-- TO DO --
Could you reproduce all of the records below with "segment" swapped for "outline" everywhere it occurs and nothing else changed? Omit the pictures from your answer.

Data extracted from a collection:
►

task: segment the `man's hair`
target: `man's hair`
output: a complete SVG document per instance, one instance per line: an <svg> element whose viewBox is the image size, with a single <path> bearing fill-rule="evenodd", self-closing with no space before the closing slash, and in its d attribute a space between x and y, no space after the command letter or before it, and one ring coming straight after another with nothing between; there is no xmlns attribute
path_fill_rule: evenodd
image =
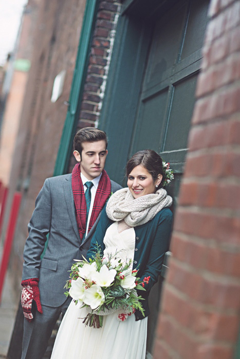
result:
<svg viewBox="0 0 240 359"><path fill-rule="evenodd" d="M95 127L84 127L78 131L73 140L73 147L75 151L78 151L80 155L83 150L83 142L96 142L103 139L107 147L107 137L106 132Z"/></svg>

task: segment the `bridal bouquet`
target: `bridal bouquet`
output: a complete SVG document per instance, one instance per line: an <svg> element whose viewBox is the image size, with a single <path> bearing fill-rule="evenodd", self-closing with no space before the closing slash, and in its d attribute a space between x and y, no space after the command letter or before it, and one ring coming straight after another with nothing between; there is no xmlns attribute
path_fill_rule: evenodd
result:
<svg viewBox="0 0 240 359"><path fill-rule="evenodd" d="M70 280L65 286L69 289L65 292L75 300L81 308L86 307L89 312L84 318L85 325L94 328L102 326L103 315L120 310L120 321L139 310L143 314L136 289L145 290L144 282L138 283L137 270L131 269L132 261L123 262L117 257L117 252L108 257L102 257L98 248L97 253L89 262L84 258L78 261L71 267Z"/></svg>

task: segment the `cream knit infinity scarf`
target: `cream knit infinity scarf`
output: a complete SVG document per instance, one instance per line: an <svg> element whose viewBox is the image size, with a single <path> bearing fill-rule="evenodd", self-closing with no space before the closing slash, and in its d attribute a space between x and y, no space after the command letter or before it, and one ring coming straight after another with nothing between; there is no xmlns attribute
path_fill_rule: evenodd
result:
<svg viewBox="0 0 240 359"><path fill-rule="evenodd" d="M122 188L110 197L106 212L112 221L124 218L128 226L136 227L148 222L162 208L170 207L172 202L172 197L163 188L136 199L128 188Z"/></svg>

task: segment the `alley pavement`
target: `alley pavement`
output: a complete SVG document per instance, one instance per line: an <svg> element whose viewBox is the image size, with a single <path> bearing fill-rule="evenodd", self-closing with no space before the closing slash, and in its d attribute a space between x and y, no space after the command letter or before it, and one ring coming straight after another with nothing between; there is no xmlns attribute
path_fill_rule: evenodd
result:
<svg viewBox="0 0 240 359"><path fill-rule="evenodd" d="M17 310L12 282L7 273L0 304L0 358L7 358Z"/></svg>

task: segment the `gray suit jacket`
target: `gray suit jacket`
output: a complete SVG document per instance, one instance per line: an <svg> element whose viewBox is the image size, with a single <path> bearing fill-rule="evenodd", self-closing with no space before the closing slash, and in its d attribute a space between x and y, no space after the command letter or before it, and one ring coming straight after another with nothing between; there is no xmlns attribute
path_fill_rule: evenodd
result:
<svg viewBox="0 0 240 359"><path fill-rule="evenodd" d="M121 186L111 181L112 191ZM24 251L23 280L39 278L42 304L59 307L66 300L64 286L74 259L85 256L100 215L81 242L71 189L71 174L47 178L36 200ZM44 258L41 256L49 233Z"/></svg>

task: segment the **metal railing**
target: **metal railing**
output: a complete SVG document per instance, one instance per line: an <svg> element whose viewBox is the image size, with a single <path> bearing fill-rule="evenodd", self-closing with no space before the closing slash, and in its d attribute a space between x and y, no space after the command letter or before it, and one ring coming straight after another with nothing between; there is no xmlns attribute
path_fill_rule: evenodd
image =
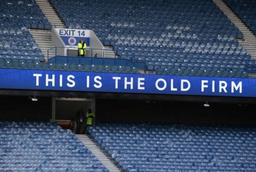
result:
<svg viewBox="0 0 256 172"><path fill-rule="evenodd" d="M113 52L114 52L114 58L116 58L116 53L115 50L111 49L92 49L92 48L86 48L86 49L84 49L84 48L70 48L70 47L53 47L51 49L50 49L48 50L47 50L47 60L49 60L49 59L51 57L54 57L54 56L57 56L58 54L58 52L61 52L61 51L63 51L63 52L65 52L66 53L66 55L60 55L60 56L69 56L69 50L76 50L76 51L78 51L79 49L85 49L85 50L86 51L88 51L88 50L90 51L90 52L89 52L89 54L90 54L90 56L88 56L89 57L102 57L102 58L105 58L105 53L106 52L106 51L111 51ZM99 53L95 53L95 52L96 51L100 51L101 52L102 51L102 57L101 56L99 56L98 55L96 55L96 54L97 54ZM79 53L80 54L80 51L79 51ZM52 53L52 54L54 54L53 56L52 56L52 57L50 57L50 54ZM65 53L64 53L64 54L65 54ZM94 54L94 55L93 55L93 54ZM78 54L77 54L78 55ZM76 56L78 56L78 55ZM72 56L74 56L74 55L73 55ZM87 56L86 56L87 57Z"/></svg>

◄

-- FINISHED ANSWER --
task: outline the `man's hair`
target: `man's hair`
output: a complete SVG document per instance, one instance per line: an <svg> element whose viewBox is the image size, with a single <path> bearing fill-rule="evenodd", self-closing with no space before the closing slash, and in its d attribute a space between x and y, no space after the command letter or before it, and one ring coming straight after another with nothing between; there is no xmlns attribute
path_fill_rule: evenodd
image =
result:
<svg viewBox="0 0 240 359"><path fill-rule="evenodd" d="M95 127L84 127L78 131L73 140L73 147L75 151L78 151L80 155L83 150L83 142L96 142L103 139L107 147L107 137L106 132Z"/></svg>

task: outline the `bridal bouquet`
target: `bridal bouquet`
output: a complete SVG document per instance, one instance per line: an <svg> element whose viewBox is the image size, with a single <path> bearing fill-rule="evenodd", self-closing with no space before the closing slash, and in its d attribute a space between x and y, no space after the command letter or before it, and one ring coming straight after another with nothing between; there is no xmlns attribute
path_fill_rule: evenodd
result:
<svg viewBox="0 0 240 359"><path fill-rule="evenodd" d="M70 280L65 286L69 289L65 292L75 300L81 308L86 307L89 312L84 318L85 325L94 328L102 326L103 315L120 310L120 321L139 310L143 314L136 289L145 290L144 282L138 283L137 270L131 269L132 261L123 262L117 257L117 252L108 257L102 257L98 248L97 253L89 262L84 258L78 261L71 267Z"/></svg>

task: outline the `cream knit infinity scarf`
target: `cream knit infinity scarf`
output: a complete SVG document per instance, one instance per line: an <svg> element whose viewBox is the image size, with a single <path> bearing fill-rule="evenodd", self-closing with no space before the closing slash, and in its d attribute a space between x and y, no space after the command letter or before it, and one ring coming straight after another with nothing between; there is no xmlns attribute
path_fill_rule: evenodd
result:
<svg viewBox="0 0 240 359"><path fill-rule="evenodd" d="M122 188L110 197L106 212L112 221L124 218L128 226L136 227L148 222L162 208L170 207L172 202L172 197L163 188L136 199L128 188Z"/></svg>

task: outline the `alley pavement`
target: `alley pavement`
output: a complete SVG document per instance, one instance per line: an <svg> element whose viewBox is the image size, with a single <path> bearing fill-rule="evenodd", self-closing with no space before the closing slash, and in its d attribute a space between x and y, no space after the command letter or before it, and one ring coming straight after another with nothing between; there is no xmlns attribute
path_fill_rule: evenodd
result:
<svg viewBox="0 0 240 359"><path fill-rule="evenodd" d="M17 310L12 282L7 273L0 304L0 358L7 358Z"/></svg>

task: outline the `gray suit jacket`
target: `gray suit jacket`
output: a complete SVG document per instance, one instance per line: an <svg> element whose viewBox is the image size, with a single <path> bearing fill-rule="evenodd", self-closing with no space before the closing slash, and in its d attribute a space between x and y, no space after the command letter or before it, and one ring coming straight after another with nothing between; there is no xmlns attribute
path_fill_rule: evenodd
result:
<svg viewBox="0 0 240 359"><path fill-rule="evenodd" d="M121 186L111 181L112 191ZM24 251L23 280L39 278L42 304L59 307L66 300L64 286L74 259L85 256L100 215L81 242L71 189L71 174L47 178L36 200ZM44 258L41 256L49 233Z"/></svg>

task: outline the **metal railing**
target: **metal railing**
output: a complete SVG document per instance, one instance per line: an <svg> element whose viewBox is the image size, with a single <path> bearing fill-rule="evenodd", self-closing with no space before the closing slash, and in its d attribute a space between x and y, no space after the command letter or before it, and one ring coming straight after another with nothing between; there is no xmlns attribute
path_fill_rule: evenodd
image =
result:
<svg viewBox="0 0 256 172"><path fill-rule="evenodd" d="M113 52L114 52L114 58L116 58L116 53L115 50L111 49L92 49L92 48L86 48L86 49L84 49L84 48L70 48L70 47L53 47L51 49L50 49L48 50L47 50L47 60L49 60L49 59L51 57L54 57L54 56L57 56L58 54L58 52L61 52L61 51L63 51L63 52L65 52L66 53L66 55L60 55L60 56L69 56L69 50L76 50L76 51L78 51L79 49L85 49L85 50L86 51L88 51L88 50L90 51L90 52L89 52L89 54L90 54L90 56L88 56L89 57L102 57L102 58L105 58L105 53L106 52L106 51L111 51ZM99 53L95 53L95 52L96 51L100 51L101 52L102 51L102 57L101 56L99 56L98 55L96 55L96 54L97 54ZM79 53L80 54L80 51L79 51ZM52 53L52 54L54 54L53 56L52 56L52 57L50 57L50 54ZM65 53L64 53L64 54L65 54ZM94 54L94 55L93 55L93 54ZM78 54L77 54L78 55ZM76 56L78 56L78 55ZM72 56L74 56L74 55L73 55ZM87 56L86 56L87 57Z"/></svg>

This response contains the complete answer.